What should be done to resolve the states impasse?

South Sudan’s map featuring 32 states established by the President Salva Kiir Mayardit

 

February 10, 2020 (SSNN)—While on one hand the government and its supporters vehemently oppose to the reversal of 32 to 10 States or any reduction thereto, the main opposition, the SPLM-IO and its supporters on the other hand make it clear that they cannot be part of the Revitalized Transitional Government of National Unity—R-TGONU unless the issues of the Number of States and their boundaries and Security Arrangements are resolved.

However, the issue of the number and boundaries of States has now become the most difficult to tackle and it has even overshadowed the issue of Security Arrangements. This makes the issue of the number and boundaries become a threat to the whole Peace Agreement given the extreme positions both parties are taking.

The statements on Facebook and other social media outlets made by different people behind the government and the SPLM-IO respectively make it clear that if the matter of the number and boundaries of the states is not handled well it may result into the total collapse of the Agreement that may further result into war.

I have reached the above conclusion based on the fact that if both parties are not compromising by agreeing on neutral position to resolve the matter amicably but continue maintaining their extreme positions as we are seeing currently, they may end up in direct confrontation on battle field to resolve it.
To make the matters worse, the IGAD and AU may not able to intervene directly as both sides of the divides are backed by a good number of citizens and the citizens may not be able to accept the position taken by both the IGAD and AU. Because of this, the issue of the number and boundaries has become a very serious threat to the Peace Agreement which requires us to put the simple question thus, what should be done if both parties cannot compromise or IGAD or AU cannot find a favorable to both parties in resolving the matter amicably?
In the previous article that I wrote some weeks back on the same matter, I tried to explain the steps to be followed in resolving the issue of 32 States and their boundaries. As the Agreement itself provides, the best way to resolve this issue is through well-prepared referendum that will enable all the citizens to have meaningful participation. In that article, I have stated that in resolving the dispute over the 32 States the following steps should be followed—
The first step is the formation of the Technical Boundaries Commission-TBC which would have to determine the true boundaries of 1.1.1956, which were violated in the process of the creation of 32 States. This means that in doing that, the TBC must restrict itself to addressing those boundaries by specifying the tribal boundaries of 1.1.1956 that were violated by the 32 States.

▶ [JOB 1] Reproduce everything in the listing from the line containing "Each instance receives one keypoint. Mark the crumpled" down through the end of the listing.
The article and the listing are independent materials.

▶ [RECORDED INFORMATION]
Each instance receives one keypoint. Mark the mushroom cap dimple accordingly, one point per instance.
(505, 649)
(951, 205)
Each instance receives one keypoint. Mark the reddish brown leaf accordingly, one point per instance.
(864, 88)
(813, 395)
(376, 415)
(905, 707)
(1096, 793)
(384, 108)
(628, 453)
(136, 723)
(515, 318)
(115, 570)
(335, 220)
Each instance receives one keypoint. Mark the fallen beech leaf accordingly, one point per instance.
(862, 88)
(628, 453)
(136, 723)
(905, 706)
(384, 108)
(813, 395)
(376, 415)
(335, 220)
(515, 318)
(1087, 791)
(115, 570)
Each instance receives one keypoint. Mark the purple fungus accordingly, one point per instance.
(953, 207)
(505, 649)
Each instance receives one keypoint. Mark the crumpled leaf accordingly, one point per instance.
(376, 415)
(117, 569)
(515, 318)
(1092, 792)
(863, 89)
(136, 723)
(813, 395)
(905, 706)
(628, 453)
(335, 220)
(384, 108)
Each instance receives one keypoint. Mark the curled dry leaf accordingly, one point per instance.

▶ [JOB 2] Name every abbreviation that appears in the article on the states impasse.

▶ [TASK RESULT 1]
Each instance receives one keypoint. Mark the crumpled leaf accordingly, one point per instance.
(376, 415)
(117, 569)
(515, 318)
(1092, 792)
(863, 89)
(136, 723)
(813, 395)
(905, 706)
(628, 453)
(335, 220)
(384, 108)
Each instance receives one keypoint. Mark the curled dry leaf accordingly, one point per instance.

▶ [TASK RESULT 2]
SSNN
SPLM-IO
R-TGONU
IGAD
AU
TBC